Entries from a dataset
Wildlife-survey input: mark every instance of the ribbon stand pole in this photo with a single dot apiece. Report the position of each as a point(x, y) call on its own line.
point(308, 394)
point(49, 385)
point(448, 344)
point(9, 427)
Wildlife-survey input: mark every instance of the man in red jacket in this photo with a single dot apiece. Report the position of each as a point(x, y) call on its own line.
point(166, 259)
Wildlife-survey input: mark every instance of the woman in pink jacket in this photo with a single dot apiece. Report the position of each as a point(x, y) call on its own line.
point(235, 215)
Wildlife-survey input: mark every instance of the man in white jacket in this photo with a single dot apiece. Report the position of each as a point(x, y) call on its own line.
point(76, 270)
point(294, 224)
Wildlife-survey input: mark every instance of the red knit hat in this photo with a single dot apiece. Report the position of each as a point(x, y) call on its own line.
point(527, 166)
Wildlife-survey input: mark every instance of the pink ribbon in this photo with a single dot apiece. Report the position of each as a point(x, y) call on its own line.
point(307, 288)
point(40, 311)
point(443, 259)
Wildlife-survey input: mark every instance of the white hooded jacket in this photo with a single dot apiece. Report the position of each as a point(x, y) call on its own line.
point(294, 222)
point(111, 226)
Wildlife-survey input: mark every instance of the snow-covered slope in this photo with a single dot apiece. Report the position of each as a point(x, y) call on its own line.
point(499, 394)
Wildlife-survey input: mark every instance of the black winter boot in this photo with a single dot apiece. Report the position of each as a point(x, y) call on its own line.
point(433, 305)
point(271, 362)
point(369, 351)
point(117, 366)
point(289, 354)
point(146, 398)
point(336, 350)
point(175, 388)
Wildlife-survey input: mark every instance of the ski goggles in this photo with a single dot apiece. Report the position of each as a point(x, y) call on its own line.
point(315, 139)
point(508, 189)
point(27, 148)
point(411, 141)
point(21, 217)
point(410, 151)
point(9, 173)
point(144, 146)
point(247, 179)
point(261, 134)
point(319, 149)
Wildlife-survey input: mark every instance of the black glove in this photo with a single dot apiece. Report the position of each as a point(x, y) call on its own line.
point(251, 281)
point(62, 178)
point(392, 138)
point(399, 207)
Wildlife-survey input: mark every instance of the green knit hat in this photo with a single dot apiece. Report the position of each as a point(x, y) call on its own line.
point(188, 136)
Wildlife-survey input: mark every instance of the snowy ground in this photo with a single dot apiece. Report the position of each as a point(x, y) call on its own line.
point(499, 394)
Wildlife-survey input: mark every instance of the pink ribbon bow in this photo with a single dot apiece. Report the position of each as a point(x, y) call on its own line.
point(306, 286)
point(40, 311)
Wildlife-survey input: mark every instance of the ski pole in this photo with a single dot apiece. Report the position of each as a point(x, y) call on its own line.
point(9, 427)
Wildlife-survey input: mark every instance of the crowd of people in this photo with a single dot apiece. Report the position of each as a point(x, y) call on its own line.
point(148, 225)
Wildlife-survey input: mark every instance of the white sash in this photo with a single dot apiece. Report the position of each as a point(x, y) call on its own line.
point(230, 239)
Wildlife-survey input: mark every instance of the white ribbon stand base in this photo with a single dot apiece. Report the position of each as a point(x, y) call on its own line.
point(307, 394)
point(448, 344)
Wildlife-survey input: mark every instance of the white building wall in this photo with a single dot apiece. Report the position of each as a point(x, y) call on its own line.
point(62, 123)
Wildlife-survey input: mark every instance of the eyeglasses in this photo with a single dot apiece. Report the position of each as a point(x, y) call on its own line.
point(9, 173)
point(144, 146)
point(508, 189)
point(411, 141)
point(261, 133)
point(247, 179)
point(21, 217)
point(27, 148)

### DIRECTIONS:
Copy verbatim every line in the records above, from the line containing "Wildlife-survey input: mark every instance of the ski pole" through the final line of the records, inclusive.

### ANSWER FOR THIS EXERCISE:
Wildlife-survey input: mark every instance of the ski pole in this photo with a single dot apiece. Report the position of each as a point(x, y) call on its own line.
point(9, 427)
Wildlife-survey input: mark every instance of the crowd of people in this photo with a single dot apiece. Report the position of each as a point(x, y) call on its own line.
point(148, 225)
Wildlife-survey input: mark every instance of the white sash in this photo with a single dot apiece. Report the position of each as a point(x, y) call on its own line.
point(230, 239)
Wildlife-survey input: mark every instance of the white ribbon stand base in this photo with a single dot apiece. Report the position of each as a point(x, y) call on its own line.
point(307, 394)
point(448, 344)
Wildlife-survey input: mark every instance of the white building wall in this photo with a single dot apiece. Report the position of each as a point(x, y) call on its own line.
point(62, 123)
Wildlife-survey input: mark every instance of the eyeglasses in this photo with a single dot apiece. Report the position of each as a point(x, y) call on its own line.
point(9, 173)
point(144, 146)
point(508, 189)
point(411, 141)
point(261, 133)
point(247, 179)
point(21, 217)
point(27, 148)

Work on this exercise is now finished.